──────── PROVIDED DATA

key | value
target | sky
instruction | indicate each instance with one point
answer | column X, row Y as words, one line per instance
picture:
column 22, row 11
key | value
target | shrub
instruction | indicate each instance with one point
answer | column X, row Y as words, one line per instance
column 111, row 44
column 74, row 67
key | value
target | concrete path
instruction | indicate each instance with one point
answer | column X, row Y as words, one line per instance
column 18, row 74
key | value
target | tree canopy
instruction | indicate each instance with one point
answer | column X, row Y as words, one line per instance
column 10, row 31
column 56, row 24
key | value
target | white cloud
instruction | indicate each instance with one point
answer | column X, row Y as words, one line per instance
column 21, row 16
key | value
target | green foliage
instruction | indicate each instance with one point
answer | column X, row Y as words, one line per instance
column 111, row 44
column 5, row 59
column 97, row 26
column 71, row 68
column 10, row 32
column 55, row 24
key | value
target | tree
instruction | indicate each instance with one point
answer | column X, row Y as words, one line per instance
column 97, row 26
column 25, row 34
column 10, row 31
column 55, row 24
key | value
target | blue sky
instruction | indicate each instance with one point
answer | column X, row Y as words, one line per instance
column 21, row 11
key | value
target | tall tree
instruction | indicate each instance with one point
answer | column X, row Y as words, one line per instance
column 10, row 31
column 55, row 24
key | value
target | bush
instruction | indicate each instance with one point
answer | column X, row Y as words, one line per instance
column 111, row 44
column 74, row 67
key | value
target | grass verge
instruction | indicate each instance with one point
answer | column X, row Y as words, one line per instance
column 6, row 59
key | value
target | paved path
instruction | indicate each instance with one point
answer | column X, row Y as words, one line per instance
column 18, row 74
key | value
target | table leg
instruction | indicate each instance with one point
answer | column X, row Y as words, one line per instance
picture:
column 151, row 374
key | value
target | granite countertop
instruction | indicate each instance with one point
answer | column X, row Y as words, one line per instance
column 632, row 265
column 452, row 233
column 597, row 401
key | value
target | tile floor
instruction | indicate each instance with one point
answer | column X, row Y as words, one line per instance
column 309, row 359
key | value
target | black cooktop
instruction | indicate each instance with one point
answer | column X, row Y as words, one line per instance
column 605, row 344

────────────────

• TASK DESCRIPTION
Gather every line in the rows above that contains the string "path".

• TASK SOLUTION
target | concrete path
target | paved path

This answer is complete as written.